▸ **Task statement**
Nothing but the lines from the one containing "Please provide the mask of every instance of the cow" to the end of the data should be returned, each exactly as written.

▸ **Data rows**

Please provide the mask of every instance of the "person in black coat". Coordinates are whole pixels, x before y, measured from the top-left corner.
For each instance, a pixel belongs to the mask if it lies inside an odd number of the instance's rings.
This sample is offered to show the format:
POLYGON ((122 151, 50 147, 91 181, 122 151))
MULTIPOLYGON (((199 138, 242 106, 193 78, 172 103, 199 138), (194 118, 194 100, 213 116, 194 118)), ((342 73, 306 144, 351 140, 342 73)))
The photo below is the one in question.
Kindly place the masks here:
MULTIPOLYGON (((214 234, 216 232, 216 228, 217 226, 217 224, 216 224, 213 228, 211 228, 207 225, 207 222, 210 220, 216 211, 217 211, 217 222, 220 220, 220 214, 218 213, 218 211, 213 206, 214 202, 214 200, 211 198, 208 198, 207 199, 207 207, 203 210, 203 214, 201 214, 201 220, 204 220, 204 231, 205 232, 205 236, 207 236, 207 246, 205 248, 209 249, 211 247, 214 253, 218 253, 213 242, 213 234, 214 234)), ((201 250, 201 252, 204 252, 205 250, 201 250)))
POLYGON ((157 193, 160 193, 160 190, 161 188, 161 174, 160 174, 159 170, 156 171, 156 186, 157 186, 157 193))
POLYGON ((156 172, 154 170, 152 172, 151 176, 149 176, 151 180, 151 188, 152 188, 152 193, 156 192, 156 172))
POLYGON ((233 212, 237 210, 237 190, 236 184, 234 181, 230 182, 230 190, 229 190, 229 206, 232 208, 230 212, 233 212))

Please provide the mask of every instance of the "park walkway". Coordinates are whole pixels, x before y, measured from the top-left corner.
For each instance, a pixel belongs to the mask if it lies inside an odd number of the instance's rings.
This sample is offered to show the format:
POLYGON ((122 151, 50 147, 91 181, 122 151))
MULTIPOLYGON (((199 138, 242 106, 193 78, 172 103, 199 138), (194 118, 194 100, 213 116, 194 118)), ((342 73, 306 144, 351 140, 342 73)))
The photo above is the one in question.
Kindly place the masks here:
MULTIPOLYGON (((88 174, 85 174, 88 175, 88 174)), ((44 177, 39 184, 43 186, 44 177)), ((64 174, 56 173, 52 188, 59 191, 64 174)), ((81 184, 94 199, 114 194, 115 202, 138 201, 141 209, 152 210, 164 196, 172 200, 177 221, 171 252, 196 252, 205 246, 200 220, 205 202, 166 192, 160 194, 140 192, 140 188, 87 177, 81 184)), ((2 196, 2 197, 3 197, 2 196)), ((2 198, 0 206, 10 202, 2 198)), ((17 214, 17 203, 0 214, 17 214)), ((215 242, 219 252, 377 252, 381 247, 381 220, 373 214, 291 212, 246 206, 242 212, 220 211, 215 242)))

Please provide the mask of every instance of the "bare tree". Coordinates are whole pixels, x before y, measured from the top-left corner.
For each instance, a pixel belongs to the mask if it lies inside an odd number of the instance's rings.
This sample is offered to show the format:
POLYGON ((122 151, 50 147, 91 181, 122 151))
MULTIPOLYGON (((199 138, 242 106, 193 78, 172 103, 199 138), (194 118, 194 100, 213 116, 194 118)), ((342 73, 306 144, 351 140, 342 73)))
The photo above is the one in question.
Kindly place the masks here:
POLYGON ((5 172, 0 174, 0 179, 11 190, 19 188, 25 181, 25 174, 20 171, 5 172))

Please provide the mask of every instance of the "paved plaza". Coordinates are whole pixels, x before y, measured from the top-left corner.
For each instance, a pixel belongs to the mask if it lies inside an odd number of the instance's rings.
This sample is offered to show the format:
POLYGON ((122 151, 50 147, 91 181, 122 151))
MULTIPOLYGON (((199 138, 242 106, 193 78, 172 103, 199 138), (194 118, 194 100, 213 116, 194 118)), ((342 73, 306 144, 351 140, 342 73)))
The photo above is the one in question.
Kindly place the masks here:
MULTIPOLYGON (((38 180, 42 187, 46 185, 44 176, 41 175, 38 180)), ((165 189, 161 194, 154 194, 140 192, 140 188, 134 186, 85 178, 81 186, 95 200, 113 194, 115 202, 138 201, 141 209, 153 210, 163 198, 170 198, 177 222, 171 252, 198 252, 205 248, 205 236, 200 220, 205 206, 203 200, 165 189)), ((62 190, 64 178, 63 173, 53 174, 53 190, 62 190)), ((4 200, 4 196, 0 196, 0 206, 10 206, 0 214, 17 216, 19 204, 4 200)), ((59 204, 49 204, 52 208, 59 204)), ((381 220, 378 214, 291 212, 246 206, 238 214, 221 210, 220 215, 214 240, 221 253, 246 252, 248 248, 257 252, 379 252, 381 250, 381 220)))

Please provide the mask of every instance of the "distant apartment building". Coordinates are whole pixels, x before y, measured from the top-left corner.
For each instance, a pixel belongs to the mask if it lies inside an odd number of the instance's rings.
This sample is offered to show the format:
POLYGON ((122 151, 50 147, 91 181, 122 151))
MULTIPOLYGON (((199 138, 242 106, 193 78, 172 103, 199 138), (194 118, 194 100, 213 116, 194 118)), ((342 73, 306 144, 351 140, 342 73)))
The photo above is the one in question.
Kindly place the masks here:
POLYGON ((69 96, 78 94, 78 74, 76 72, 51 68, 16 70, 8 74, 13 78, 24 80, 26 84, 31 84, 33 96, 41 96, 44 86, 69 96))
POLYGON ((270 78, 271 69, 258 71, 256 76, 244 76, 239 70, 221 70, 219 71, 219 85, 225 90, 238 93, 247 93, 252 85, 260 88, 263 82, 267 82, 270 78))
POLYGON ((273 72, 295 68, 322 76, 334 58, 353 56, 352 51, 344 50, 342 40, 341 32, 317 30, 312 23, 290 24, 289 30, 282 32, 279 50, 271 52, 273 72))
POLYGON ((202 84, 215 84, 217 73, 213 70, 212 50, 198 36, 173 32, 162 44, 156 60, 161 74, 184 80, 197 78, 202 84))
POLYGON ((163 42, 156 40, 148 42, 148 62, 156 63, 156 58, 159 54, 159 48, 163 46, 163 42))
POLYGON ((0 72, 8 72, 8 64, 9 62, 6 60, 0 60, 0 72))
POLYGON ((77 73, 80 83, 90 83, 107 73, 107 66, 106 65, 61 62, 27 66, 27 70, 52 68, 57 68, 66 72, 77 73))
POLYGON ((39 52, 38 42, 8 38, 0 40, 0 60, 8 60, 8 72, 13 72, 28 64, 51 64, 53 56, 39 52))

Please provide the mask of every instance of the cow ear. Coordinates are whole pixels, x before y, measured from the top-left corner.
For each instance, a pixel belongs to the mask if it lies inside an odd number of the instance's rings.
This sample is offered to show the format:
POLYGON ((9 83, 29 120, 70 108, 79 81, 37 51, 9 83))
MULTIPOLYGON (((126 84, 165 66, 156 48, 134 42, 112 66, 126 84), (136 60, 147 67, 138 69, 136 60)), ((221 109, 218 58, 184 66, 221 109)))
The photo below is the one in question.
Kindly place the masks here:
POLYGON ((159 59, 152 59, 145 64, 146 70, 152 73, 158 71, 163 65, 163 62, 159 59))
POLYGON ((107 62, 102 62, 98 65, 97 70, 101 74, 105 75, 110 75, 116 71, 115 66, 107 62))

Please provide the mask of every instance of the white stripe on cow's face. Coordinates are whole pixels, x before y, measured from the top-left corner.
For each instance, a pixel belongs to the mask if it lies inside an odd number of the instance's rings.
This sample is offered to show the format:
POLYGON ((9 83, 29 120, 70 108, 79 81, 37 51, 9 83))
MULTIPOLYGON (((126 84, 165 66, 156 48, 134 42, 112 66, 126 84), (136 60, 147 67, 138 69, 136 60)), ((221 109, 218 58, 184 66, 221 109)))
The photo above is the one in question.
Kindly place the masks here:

▸ **Answer to this exercise**
Please provide the mask of every instance of the cow ear. Coordinates are whole pixels, x before y, measured from the top-left corner.
For each instance, a pixel belongs to the mask if it lies inside an odd number of the instance's rings.
This sample is offered to show the format:
POLYGON ((9 83, 29 120, 70 108, 79 81, 37 51, 9 83))
MULTIPOLYGON (((126 84, 165 66, 156 48, 134 42, 112 66, 126 84), (136 60, 147 67, 138 69, 136 60)), ((221 109, 218 58, 184 66, 221 109)))
The photo below is the one in question.
Kindly place the masks here:
POLYGON ((159 59, 152 59, 145 64, 146 70, 152 73, 158 71, 163 65, 163 62, 159 59))
POLYGON ((107 62, 102 62, 98 65, 97 70, 101 74, 105 75, 110 75, 116 71, 115 66, 107 62))

Please provide the mask of every instance of the white stripe on cow's face. Coordinates are whole pixels, x before y, measured from the top-left corner.
For each instance, a pixel belongs to the mask if it lies inside an odd number of the instance's rings.
This sample is offered to show the format:
POLYGON ((9 83, 29 120, 70 108, 79 81, 37 51, 9 83))
MULTIPOLYGON (((126 84, 165 66, 156 48, 134 42, 112 66, 126 84), (136 60, 147 67, 138 69, 136 60)), ((221 109, 218 58, 184 66, 221 109)))
The photo above is the one in question.
Kindly place the masks here:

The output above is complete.